▶ 본문 발췌:
══════
[딥러닝] AlexNet 모델의 개요 및 특징

특징

AlexNet은 2012년 당시 오차율이 제일 낮은 모델로 우승한 모델입니다. 지금은 그렇게 좋은 모델은 아니지만 저 당시에는 굉장한 정확도였다고 합니다.

ReLU

이전에 보통 사용하던 뉴런 출력 함수는 주로

Overlapping

MaxPooling으로 Overlapping Polling을 적용함,

Local Response Normalization(LRN)

AlexNet에서 처음 도입되었습니다.
활성화 함수를 적용하기 전에 Noramlizatino을 적용하여 함수의 결괏값에서 더 좋은 일반화 결과를 도출했습니다.
이미지의 인접 화소들을 억제시키고 특징을 부각합니다.

Dropout

50% 확률을 Dropout을 적용하였습니다.
신경망 사이의 연결을 랜덤 하게 끊음으로써 Overfitting을 줄여줍니다.

Augmentation

Data Augmentation적용(좌우, Crop, PCA 등등)

11x11, 5x5 사이즈의 큰 사이지의 커널을 적용하고, 이후 3x3 커널을 3번 연속 적용했습니다.
큰 사이즈를 초기 Feature map에 적용하는 것이 보다 많은 feature의 정보를 만드는데 효율적이라고 판단했습니다.
하지만 많은 가중치의 파라미터로 인해 컴퓨팅 연산이 크게 증가하고, 이를 극복하기 위해 GPU를 활용하여 병렬화 처리를 하였습니다.

자 이제 코드를 살펴보겠습니다.

코드

모델을 만들고, 모델에서 돌아갈 Sequence와 훈련 검증 데이터를 분리시킨 후 테스트 데이터로 검증하겠습니다.
══════
▶ 목표: 다음 진술이 위 AlexNet 글과 맞는지 각각 예 또는 아니요로 답하고, 판단 근거가 되는 글의 문구를 그대로 인용해 주세요. (a) Dropout은 50% 확률로 적용되었다. (b) LRN은 활성화 함수를 적용한 뒤에 적용되었다. (c) 큰 커널 다음에 3x3 커널을 두 번 연속 적용했다.
══════
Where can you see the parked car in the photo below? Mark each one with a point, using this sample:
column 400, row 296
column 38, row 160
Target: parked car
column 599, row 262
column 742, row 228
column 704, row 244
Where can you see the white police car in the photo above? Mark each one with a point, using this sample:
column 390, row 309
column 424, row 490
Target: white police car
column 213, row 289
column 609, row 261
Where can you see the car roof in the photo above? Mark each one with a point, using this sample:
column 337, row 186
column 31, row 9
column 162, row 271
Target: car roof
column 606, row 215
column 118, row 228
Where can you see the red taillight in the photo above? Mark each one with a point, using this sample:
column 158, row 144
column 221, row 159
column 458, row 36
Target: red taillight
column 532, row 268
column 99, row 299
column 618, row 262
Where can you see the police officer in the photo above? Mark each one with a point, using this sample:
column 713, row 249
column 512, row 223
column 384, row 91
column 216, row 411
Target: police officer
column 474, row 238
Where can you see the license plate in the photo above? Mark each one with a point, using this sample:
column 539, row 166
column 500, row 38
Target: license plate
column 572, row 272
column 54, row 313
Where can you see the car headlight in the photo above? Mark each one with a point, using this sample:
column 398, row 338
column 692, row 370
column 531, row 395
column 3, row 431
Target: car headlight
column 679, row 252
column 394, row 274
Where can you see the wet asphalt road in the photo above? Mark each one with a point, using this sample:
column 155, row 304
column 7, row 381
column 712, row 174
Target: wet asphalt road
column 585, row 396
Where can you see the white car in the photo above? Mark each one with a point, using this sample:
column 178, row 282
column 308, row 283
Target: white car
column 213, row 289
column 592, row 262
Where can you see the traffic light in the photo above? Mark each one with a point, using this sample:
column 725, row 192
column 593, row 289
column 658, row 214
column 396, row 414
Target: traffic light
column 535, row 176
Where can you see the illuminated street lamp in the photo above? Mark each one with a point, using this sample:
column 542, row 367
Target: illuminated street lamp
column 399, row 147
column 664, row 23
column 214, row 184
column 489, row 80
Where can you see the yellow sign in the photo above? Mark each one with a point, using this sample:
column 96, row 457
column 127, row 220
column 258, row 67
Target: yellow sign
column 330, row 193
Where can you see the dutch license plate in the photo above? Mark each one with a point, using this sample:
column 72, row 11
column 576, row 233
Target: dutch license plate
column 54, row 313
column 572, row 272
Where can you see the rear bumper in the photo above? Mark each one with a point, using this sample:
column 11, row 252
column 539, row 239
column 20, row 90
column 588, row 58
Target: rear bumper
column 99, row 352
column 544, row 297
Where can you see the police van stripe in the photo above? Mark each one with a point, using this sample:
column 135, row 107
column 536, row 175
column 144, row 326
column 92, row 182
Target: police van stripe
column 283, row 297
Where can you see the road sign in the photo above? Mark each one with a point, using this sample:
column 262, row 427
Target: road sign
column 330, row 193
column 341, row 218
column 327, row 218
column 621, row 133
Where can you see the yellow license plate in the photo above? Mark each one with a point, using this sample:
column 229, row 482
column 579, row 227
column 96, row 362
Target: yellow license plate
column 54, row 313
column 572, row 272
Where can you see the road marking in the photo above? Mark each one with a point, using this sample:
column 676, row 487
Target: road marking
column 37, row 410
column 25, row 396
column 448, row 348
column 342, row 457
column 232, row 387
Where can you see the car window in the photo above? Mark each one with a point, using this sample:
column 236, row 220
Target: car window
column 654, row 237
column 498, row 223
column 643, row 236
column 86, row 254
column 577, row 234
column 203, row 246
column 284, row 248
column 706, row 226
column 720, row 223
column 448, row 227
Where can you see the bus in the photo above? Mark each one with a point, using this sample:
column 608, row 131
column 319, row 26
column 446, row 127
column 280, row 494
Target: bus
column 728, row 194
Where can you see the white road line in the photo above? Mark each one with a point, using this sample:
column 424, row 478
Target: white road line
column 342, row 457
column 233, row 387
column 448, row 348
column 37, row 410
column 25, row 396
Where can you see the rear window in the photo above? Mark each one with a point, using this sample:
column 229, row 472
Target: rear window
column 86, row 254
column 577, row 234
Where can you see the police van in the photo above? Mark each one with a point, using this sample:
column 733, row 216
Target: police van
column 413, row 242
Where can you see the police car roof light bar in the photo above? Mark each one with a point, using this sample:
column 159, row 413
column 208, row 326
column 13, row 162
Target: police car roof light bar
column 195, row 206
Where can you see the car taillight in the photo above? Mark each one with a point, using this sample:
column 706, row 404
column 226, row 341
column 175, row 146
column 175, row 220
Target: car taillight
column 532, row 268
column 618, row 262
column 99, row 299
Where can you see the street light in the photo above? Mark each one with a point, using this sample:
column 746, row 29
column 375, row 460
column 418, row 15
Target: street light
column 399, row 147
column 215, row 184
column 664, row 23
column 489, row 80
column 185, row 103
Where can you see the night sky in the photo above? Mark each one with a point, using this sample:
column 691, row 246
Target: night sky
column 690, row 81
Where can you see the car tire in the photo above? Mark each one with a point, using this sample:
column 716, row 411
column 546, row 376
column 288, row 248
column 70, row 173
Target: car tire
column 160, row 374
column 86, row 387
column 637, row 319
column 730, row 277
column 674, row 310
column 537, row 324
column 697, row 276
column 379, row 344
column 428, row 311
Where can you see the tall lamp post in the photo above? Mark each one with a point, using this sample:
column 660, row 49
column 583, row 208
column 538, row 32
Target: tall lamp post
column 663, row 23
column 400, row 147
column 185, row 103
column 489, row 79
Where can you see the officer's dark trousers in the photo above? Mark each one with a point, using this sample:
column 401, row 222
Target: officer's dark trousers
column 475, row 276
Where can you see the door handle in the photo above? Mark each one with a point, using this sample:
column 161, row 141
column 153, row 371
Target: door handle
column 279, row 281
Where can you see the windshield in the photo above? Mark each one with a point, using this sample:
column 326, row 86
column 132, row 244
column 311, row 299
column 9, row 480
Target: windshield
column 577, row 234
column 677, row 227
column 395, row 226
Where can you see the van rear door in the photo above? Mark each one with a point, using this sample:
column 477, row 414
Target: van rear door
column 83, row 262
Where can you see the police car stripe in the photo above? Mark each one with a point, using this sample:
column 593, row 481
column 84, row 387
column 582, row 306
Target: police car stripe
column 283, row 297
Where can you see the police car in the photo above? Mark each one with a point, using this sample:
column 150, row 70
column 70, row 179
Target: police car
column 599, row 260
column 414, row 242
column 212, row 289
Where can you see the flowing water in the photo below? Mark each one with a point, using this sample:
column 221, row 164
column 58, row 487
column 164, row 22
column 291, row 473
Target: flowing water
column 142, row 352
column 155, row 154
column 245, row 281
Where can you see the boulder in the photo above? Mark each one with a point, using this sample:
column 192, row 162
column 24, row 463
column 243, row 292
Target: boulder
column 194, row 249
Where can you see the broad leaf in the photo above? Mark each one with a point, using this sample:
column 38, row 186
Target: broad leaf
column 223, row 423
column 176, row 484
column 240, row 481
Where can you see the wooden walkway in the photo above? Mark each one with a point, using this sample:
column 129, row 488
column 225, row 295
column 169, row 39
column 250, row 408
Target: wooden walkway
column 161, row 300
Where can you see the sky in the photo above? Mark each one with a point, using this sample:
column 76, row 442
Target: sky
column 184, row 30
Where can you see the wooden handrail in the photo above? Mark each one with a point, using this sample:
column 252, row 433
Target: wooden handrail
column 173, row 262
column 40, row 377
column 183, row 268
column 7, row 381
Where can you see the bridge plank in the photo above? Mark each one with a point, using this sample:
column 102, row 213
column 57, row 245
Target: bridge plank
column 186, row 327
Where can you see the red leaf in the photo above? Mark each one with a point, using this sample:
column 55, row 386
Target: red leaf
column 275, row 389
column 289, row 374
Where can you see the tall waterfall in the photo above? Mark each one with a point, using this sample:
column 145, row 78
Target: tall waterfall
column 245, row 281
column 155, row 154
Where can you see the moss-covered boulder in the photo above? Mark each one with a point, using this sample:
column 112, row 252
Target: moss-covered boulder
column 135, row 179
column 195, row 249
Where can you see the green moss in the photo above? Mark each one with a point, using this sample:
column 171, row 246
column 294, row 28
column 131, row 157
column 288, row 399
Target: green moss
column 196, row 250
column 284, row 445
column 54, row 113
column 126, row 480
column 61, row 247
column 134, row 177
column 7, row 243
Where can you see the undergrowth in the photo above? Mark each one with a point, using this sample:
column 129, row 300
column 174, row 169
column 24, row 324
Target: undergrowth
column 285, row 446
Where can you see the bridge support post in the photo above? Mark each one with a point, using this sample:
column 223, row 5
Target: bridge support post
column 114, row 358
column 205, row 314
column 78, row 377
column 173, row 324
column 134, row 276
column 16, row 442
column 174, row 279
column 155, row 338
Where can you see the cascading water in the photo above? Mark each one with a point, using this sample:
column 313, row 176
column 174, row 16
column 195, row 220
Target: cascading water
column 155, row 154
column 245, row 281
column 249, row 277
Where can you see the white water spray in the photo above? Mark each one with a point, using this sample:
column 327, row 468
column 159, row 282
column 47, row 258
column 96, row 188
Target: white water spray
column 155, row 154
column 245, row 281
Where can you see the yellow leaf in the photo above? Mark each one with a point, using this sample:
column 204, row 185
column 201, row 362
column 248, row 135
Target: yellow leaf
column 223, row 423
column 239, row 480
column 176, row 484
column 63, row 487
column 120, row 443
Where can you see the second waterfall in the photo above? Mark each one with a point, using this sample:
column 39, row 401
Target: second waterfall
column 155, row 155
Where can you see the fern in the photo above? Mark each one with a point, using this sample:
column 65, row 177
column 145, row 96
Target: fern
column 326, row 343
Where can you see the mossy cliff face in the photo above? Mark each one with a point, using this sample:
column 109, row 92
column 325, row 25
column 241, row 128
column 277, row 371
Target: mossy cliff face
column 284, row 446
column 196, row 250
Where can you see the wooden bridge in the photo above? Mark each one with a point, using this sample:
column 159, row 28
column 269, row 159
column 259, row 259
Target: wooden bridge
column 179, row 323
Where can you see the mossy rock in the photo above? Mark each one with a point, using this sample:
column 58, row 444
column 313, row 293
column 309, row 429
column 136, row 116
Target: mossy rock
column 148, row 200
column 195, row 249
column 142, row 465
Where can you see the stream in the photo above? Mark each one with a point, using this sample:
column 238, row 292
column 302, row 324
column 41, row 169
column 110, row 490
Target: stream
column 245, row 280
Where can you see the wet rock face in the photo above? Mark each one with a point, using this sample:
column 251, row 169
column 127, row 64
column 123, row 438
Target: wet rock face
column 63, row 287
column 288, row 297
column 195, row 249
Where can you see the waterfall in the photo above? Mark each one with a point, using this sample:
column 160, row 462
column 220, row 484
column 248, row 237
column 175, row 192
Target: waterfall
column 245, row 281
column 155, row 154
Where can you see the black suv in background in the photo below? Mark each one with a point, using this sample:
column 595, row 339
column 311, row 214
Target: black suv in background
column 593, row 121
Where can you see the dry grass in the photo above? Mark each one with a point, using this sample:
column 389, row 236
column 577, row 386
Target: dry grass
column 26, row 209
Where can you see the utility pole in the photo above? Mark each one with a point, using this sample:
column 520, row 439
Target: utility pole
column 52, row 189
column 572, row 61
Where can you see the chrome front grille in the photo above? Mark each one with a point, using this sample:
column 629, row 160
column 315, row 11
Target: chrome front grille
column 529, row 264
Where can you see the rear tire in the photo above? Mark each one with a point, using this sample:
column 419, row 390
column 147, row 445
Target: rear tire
══════
▶ 아래 답변:
(a) 예: "50% 확률을 Dropout을 적용하였습니다."
(b) 아니요: "활성화 함수를 적용하기 전에"
(c) 아니요: "3x3 커널을 3번 연속 적용했습니다."